▸ EXERCISE TEXT:
[Start of section]

Even his medical attendant did not scruple to assist in this pious enterprise. Dr. Manley’s letter to Cheetham, one of Paine’s biographers, says that he visited the dying skeptic at midnight, June 5-6, two days before he expired. After tormenting him with many questions, to which he made no answer, Dr. Manley proceeded as follows: —
Mr. Paine, you have not answered my questions; will you
answer them? Allow me to ask again, do you believe, or — let
me qualify the question — do you wish to believe that Jesus
Christ is the Son of God? After a pause of some minutes he
answered, “I have no wish to believe on that subject.” I then
left him, and know not whether he afterwards spoke to any
person on the subject.
Sherwin confirms this statement. He prints a letter from Mr. Clark, who spoke to Dr. Manley on the subject. “I asked him plainly,” said Mr. Clark, “Did Mr. Paine recant his religious sentiments? I would thank you for an explicit answer, sir. He said, “No, he did not.” [Sherwin’s Life of Paine, p. 225.]
It sounds to me like Paine handled these Christian interlopers very well, considering the circumstances.
Some boring extra details …
If you follow the links to the two webpages that I got the plain text of the above excerpt from, you’ll see that they are actually copies of a more recent version of Infidel Death-Beds, with edits and substantial additions by someone called A.D. McLaren. But the section on Paine is visible in this 1910 edition by Foote alone.
If you’re interested, something claiming to be the 1888 edition was made available in 2010 as a facsimile reprint, yet claims to have A D McLaren as the editor. I don’t have access to this book in any format, so I don’t know how to reconcile these claims with my suspicion that A D McLaren wasn’t involved with the book until after Foote’s death in 1915.

[End of section]

▸ DATASET:
[Start of section]

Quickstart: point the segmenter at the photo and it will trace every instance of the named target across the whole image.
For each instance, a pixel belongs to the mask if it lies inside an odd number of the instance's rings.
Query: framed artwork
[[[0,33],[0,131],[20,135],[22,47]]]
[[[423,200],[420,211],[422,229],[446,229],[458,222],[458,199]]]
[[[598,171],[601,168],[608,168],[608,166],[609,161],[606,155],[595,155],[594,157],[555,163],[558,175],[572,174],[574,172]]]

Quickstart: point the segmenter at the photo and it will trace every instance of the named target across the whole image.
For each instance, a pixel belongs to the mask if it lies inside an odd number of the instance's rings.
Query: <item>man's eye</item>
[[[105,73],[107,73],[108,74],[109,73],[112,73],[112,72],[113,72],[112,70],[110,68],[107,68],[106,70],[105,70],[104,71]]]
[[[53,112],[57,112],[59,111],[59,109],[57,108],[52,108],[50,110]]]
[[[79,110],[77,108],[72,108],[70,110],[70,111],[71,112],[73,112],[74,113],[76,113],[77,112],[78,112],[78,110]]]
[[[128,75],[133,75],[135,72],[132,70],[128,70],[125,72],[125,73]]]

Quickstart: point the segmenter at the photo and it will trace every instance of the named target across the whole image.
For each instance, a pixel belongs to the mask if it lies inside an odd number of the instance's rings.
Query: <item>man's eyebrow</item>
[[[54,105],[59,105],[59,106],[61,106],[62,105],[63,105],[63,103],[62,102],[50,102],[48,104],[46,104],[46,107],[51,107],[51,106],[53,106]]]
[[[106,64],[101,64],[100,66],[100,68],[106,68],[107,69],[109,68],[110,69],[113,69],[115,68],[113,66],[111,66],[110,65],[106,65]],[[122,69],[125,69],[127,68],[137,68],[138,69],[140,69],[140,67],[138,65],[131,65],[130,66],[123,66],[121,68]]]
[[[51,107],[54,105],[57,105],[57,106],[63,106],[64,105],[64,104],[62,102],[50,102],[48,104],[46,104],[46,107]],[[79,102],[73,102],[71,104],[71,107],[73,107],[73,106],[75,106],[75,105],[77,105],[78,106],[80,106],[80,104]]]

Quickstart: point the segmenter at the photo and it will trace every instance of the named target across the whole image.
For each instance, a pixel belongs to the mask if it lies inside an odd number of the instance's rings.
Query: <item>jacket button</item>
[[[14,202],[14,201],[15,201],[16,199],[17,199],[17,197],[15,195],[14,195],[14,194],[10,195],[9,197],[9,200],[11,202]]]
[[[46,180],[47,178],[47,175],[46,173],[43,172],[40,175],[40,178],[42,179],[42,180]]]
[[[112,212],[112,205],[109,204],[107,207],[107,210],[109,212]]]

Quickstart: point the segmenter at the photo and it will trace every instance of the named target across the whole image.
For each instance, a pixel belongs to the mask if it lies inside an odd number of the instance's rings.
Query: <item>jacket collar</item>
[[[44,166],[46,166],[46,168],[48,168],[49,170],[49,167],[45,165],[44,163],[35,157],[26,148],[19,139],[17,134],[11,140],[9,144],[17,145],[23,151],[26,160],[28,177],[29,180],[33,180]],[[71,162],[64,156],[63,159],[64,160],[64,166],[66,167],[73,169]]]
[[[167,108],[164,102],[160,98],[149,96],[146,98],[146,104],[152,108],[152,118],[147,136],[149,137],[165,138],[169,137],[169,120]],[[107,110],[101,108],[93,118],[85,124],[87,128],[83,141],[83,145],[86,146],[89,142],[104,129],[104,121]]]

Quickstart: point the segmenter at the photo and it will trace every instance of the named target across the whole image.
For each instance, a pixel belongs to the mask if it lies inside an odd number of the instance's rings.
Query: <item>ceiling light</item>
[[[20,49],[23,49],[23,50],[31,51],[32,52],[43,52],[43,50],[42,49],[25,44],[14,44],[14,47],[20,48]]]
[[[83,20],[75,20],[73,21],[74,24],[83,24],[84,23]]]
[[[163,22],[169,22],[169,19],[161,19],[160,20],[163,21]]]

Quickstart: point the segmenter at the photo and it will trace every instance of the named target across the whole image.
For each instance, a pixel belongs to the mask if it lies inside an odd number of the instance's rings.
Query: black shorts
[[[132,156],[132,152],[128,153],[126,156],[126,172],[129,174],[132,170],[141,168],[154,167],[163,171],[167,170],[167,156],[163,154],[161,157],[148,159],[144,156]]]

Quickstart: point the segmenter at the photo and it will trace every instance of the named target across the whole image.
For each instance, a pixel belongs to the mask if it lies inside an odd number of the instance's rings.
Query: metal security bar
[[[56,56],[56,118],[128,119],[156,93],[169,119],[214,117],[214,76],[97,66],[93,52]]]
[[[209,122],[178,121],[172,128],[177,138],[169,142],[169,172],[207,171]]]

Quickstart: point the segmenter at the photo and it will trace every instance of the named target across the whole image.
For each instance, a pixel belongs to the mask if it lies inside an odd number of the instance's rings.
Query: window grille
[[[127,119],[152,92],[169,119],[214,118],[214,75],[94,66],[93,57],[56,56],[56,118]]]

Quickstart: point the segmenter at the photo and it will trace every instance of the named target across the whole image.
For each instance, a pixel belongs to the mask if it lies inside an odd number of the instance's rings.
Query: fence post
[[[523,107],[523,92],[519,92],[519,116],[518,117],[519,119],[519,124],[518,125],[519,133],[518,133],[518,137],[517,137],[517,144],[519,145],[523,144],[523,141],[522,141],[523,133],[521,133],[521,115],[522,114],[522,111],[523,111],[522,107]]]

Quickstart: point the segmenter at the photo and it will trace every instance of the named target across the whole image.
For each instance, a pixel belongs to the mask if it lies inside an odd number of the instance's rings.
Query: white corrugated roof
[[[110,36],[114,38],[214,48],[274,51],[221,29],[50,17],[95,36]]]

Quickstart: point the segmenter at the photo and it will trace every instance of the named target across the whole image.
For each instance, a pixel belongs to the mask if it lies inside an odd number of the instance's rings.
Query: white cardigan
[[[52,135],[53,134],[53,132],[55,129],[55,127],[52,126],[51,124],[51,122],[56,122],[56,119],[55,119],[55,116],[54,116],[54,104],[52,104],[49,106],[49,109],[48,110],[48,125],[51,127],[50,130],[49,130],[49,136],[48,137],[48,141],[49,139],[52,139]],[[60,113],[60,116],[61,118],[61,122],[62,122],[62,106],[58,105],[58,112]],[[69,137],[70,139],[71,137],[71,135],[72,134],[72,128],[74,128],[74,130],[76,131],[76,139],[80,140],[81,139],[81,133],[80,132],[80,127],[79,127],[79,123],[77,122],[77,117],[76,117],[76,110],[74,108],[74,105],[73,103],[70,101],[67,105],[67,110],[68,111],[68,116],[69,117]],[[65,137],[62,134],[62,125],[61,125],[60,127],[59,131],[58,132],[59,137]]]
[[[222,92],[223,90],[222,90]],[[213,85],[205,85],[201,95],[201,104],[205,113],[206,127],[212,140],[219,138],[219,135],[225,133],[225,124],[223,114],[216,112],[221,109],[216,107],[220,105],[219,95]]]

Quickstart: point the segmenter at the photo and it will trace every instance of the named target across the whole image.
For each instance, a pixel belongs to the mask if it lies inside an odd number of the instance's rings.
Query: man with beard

[End of section]

▸ WHAT THE TASK ASKS: Copy word for word the part of the Paine deathbed text starting at "Sherwin confirms this" and ending at "considering the circumstances.".

▸ RESULT OF THIS TASK:
Sherwin confirms this statement. He prints a letter from Mr. Clark, who spoke to Dr. Manley on the subject. “I asked him plainly,” said Mr. Clark, “Did Mr. Paine recant his religious sentiments? I would thank you for an explicit answer, sir. He said, “No, he did not.” [Sherwin’s Life of Paine, p. 225.]
It sounds to me like Paine handled these Christian interlopers very well, considering the circumstances.